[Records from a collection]
= Beginning of Section =

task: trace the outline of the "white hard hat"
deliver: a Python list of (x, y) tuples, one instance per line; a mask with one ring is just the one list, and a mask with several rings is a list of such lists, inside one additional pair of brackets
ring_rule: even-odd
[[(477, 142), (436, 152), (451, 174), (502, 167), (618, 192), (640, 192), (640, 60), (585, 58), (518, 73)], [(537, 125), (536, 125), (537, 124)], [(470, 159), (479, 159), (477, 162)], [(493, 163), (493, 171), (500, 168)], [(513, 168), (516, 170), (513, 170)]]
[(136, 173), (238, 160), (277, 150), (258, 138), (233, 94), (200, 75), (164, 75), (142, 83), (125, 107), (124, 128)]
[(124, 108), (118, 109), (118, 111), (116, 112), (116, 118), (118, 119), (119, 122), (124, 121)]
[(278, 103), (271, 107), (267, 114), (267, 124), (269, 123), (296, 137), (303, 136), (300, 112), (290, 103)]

= End of Section =

TASK DIRECTIONS:
Output every record without changing any wording.

OUTPUT OF THE EXERCISE:
task: trace the outline of the "white hard hat"
deliver: a Python list of (x, y) tuples, one instance per line; a mask with one ring is just the one list, and a mask with several rings is a list of such lists, inside one additional pair of brackets
ring_rule: even-odd
[[(477, 142), (436, 152), (451, 174), (502, 167), (618, 192), (640, 192), (640, 60), (585, 58), (518, 73)], [(537, 125), (536, 125), (537, 124)], [(470, 159), (479, 159), (477, 162)], [(493, 163), (493, 171), (500, 168)], [(513, 168), (516, 170), (513, 170)]]
[(136, 173), (238, 160), (277, 150), (258, 138), (233, 94), (200, 75), (164, 75), (142, 83), (125, 107), (124, 128)]
[(124, 108), (118, 109), (118, 111), (116, 112), (116, 118), (118, 119), (119, 122), (124, 121)]
[(278, 103), (271, 107), (267, 114), (267, 124), (269, 123), (296, 137), (303, 136), (300, 112), (290, 103)]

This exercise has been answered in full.